— Assignment —
Print the passage of the excerpt on atmospheric oxygen levels starting at "Centre for Research" and ending at "levels in the atmosphere.", with no changes.

— Excerpt provided —
- - -
U. Solimene, Vincenzo Condemi, Sergio Borghi, Angelico Brugnoli, Tullio Marzi

Centre for Research in Medical Bioclimatology, Biotechnologies, and Natural Medicines — State University of Milan, Osservatorio Meteorologico Milano Duomo, ITIS Molinari — Milan, Italy

Survival is possible for a few weeks without food, for a few days without fluids, but just for a few minutes without breathing. Hence the importance of studying the issues tied to the actual oxygen levels in the atmosphere.

Oxygen appeared in the atmosphere two billion years ago and reached the current rate approximately five-hundred million years ago. As is also well known, the oxygen concentration is a constant value, expressed as a 20,93% rate of all the other gases contained in air.

Based on specific temperature, relative humidity, and atmospheric pressure values, appropriately re-calculated, the oxygen concentration is subject to fluctuations that need to be considered in view of possible and potential biomedical applications. Using the status equation for dry air based on Dalton’s Law on partial gas pressures, different oxygen density values per cubic metre can be obtained, available to aerobic living organisms.
- - -
— Data extract —
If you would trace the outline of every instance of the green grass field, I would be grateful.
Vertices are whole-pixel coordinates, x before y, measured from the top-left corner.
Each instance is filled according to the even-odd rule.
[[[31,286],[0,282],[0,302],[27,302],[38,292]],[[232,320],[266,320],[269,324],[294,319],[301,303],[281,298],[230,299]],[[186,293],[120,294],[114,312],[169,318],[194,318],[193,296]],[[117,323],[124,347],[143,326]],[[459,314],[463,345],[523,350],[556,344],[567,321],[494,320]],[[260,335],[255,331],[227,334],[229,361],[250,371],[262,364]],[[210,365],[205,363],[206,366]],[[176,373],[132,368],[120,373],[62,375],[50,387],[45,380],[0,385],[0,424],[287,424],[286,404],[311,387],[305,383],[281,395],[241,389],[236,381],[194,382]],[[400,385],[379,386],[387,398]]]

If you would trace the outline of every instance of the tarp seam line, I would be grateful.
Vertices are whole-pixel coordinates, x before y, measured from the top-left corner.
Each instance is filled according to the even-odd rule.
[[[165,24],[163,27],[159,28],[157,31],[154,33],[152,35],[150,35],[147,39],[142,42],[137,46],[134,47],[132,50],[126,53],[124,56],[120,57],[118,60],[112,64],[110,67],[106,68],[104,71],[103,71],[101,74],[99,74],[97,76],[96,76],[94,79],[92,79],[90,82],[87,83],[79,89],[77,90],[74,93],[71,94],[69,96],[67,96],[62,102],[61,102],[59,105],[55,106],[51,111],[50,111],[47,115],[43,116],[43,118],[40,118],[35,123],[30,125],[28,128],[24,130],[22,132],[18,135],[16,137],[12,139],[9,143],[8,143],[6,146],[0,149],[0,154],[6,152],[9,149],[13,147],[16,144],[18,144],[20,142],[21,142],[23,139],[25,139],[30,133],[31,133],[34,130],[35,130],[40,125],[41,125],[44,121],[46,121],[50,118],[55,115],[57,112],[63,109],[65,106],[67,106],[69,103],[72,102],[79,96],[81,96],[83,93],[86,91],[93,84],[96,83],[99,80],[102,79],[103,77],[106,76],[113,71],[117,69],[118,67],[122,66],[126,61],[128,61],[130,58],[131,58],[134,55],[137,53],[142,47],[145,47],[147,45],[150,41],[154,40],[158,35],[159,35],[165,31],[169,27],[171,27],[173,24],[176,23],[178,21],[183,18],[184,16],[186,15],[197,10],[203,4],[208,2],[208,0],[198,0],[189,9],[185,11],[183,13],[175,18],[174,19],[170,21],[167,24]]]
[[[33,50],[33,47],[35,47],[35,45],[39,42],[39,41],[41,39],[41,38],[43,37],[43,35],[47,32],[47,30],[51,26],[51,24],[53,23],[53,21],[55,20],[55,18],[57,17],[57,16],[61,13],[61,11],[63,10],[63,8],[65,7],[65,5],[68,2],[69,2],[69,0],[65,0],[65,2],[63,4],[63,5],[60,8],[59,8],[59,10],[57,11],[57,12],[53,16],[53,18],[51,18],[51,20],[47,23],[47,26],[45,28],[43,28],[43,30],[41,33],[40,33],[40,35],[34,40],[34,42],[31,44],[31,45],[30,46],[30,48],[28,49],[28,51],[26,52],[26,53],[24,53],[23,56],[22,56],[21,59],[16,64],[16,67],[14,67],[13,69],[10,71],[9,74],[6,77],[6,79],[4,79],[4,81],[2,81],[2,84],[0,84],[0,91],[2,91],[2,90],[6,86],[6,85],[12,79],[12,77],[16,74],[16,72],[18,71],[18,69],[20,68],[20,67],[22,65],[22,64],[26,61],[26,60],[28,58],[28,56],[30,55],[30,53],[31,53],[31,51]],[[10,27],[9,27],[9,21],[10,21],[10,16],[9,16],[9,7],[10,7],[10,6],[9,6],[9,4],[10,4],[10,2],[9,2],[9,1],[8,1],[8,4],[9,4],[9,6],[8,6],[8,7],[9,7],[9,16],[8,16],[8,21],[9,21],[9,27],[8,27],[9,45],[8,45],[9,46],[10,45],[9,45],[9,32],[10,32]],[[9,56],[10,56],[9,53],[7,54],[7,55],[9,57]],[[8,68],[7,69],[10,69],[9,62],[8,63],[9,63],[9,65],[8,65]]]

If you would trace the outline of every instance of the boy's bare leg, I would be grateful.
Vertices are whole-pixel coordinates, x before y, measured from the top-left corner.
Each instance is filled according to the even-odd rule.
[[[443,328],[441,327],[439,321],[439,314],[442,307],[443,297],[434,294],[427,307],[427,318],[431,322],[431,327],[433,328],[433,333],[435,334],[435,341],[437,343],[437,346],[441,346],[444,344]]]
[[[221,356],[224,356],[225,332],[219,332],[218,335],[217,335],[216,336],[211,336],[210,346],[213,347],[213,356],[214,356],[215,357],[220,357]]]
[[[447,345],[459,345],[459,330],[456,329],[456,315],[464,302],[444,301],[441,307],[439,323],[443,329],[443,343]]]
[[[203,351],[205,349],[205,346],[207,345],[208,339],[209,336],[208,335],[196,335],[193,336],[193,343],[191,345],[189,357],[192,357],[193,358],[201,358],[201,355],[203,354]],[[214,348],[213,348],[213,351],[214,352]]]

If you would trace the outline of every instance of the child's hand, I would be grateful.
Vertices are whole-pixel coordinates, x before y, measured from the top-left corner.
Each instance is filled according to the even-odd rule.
- - -
— Written answer —
Centre for Research in Medical Bioclimatology, Biotechnologies, and Natural Medicines — State University of Milan, Osservatorio Meteorologico Milano Duomo, ITIS Molinari — Milan, Italy

Survival is possible for a few weeks without food, for a few days without fluids, but just for a few minutes without breathing. Hence the importance of studying the issues tied to the actual oxygen levels in the atmosphere.